● TRY IT: The whole listing, please: repeat it exactly, with the pictures left out.

□ □ □

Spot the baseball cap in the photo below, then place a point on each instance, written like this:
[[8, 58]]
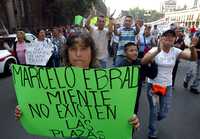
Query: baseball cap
[[169, 32]]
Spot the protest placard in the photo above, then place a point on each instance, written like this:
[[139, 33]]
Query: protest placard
[[37, 54], [69, 101]]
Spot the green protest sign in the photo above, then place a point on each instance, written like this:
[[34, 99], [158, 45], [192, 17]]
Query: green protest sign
[[78, 20], [68, 101], [93, 21]]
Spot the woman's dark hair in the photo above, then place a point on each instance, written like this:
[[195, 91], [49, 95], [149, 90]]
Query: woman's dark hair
[[126, 46], [88, 41]]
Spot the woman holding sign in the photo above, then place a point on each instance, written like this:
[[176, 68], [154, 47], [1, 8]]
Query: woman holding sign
[[80, 52], [159, 90]]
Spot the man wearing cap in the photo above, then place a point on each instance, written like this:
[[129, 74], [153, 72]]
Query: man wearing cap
[[159, 89]]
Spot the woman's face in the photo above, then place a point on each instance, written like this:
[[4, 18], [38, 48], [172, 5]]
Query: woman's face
[[79, 54], [41, 35], [168, 40], [20, 36], [132, 53]]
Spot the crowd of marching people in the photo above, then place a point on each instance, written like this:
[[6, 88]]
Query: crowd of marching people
[[129, 44]]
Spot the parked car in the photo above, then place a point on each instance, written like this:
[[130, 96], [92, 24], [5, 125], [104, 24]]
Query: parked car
[[7, 57]]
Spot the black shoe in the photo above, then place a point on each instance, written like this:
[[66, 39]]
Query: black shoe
[[149, 137], [194, 91], [185, 84]]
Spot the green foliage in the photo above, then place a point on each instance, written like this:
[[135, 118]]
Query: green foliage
[[147, 16], [64, 11]]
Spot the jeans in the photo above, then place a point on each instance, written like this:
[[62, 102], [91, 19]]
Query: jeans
[[193, 72], [159, 107]]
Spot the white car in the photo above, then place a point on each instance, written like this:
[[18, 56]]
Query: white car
[[6, 60]]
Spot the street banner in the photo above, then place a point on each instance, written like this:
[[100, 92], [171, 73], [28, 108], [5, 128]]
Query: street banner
[[74, 102], [93, 21], [37, 55], [78, 20]]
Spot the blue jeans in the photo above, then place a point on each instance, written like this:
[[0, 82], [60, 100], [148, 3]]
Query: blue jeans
[[159, 107]]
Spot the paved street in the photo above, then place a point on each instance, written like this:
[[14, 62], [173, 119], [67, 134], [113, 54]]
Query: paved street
[[183, 121]]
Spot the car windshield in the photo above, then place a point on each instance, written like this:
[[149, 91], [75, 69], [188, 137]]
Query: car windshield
[[9, 41]]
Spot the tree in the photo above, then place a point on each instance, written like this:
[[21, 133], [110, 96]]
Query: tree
[[152, 15]]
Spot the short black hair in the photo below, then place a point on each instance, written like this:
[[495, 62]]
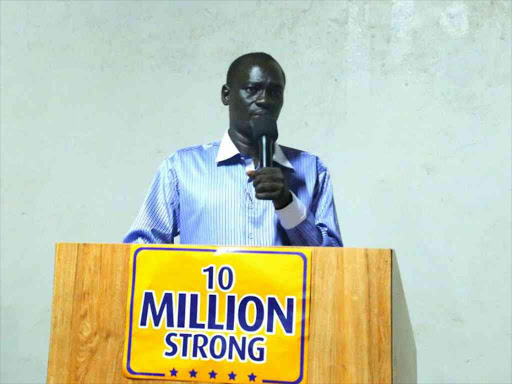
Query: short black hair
[[235, 65]]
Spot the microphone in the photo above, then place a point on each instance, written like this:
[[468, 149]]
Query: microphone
[[264, 130]]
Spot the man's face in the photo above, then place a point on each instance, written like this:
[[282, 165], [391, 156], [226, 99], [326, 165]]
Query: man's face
[[257, 90]]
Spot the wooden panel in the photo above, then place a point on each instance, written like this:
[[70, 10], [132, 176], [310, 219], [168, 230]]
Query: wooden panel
[[350, 316], [350, 330]]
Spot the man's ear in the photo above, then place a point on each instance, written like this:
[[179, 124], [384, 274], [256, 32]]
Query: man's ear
[[224, 95]]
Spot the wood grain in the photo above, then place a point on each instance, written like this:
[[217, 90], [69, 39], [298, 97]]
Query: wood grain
[[350, 328]]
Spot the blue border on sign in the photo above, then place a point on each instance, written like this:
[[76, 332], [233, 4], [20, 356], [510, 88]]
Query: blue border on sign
[[304, 288]]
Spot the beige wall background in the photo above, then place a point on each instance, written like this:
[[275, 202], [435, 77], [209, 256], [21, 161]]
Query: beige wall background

□ □ □

● WRITTEN RESPONSE:
Spot the baseball cap in the photo below, then place a point on each instance, written like this:
[[8, 58]]
Query: baseball cap
[[169, 32]]
Spot the protest placard in the photo above, then place a point on each instance, written like this:
[[139, 33]]
Query: protest placard
[[37, 54], [69, 101]]
Spot the green protest sign in the photo above, then place a point on each instance, written like this:
[[34, 99], [158, 45], [192, 17]]
Query: green protest sign
[[78, 20], [68, 101], [93, 21]]
Spot the woman's dark hair in the photo above, then place a point on each instance, written like this:
[[195, 91], [49, 95], [149, 90]]
Query: woman's dark hair
[[126, 46], [88, 41]]
Spot the woman holding sign in the photo above, then place a point on each instance, written like this:
[[176, 68], [154, 47], [1, 8]]
Query: woman holding sign
[[80, 52], [159, 90]]
Spot the man wearing cap in the photo above, then place a point on each instance, written like this:
[[129, 74], [153, 72]]
Query: man wearing cap
[[159, 89]]
Spot the woman's face in the photo above, then place a point on each instance, written like this:
[[4, 18], [38, 48], [172, 5]]
Query: woman's face
[[79, 54], [41, 35], [168, 40], [20, 36], [132, 53]]
Spot the crowd of marching people in the photo above, then place a point on each instance, written like this:
[[6, 88]]
Query: crowd of marching people
[[129, 44]]
Spot the parked car in the photo above, then place a point on each instance, written like this:
[[130, 96], [92, 24], [5, 125], [104, 24]]
Query: parked car
[[7, 57]]
Spot the black shoe in the photo above, then place a point on each instance, written like this:
[[66, 39]]
Query: black shoe
[[149, 137], [194, 91], [185, 84]]
Spot the green foliage in the photo above, then place a point on each instance, written like this:
[[135, 118]]
Query: green foliage
[[147, 16], [64, 11]]
Spot the jeans in the photo above, then place a point on each instance, written like this:
[[62, 102], [91, 19]]
Query: jeans
[[193, 72], [159, 107]]
Spot the white car in the photo above, then place a point on each instance, written like this:
[[18, 56]]
Query: white car
[[6, 60]]
Spot the street banner in the photo above, then place a point on each instance, written like this:
[[100, 92], [171, 73], [28, 108], [5, 128]]
Query: street banner
[[74, 102], [93, 21], [37, 55], [78, 20]]
Spot the blue jeans in the photo above, then place a point on each instance, written like this:
[[0, 82], [60, 100], [148, 3]]
Query: blue jeans
[[159, 107]]
Spot the paved street in the photo above, then place a point on each instance, written like this:
[[14, 62], [173, 119], [67, 134], [113, 54]]
Query: paved street
[[183, 121]]
Spot the car windshield in the photo above, then place a point on each instance, written like this:
[[149, 91], [75, 69], [188, 137]]
Query: car windshield
[[9, 41]]
Spot the tree in the photo above, then place a point on each instance, written like this:
[[21, 133], [110, 96]]
Query: tree
[[152, 15]]
Spot the short black hair in the photo below, then place a point on each instance, written like this:
[[495, 62]]
Query: short black hair
[[235, 65]]
Spot the microphone in the photo above, then place a point on each instance, written like this:
[[468, 149]]
Query: microphone
[[264, 130]]
Spot the man's face in the photo above, then place a point on each instance, written like this:
[[282, 165], [391, 156], [226, 99], [326, 165]]
Query: man's face
[[257, 90]]
Spot the wooden panel in the photo above, then place a point on each instance, written like this:
[[70, 10], [132, 176], [310, 219], [168, 230]]
Query: wooden panel
[[350, 316], [350, 330]]
Spot the man's ear in the photo above, then place a point on each instance, written like this:
[[179, 124], [384, 274], [256, 32]]
Query: man's ear
[[224, 95]]
Spot the wood grain in the photo above, then place a point on each instance, written like this:
[[217, 90], [69, 39], [298, 97]]
Query: wood grain
[[350, 328]]
Spot the blue border on sign in the photo above, then place a point on each instance, written like this:
[[76, 332], [233, 4], [20, 356], [510, 88]]
Query: blue border on sign
[[304, 288]]
Spot the beige wall background in the photo above, then place a point on each instance, written like this:
[[275, 202], [435, 77], [209, 256], [21, 161]]
Query: beige wall background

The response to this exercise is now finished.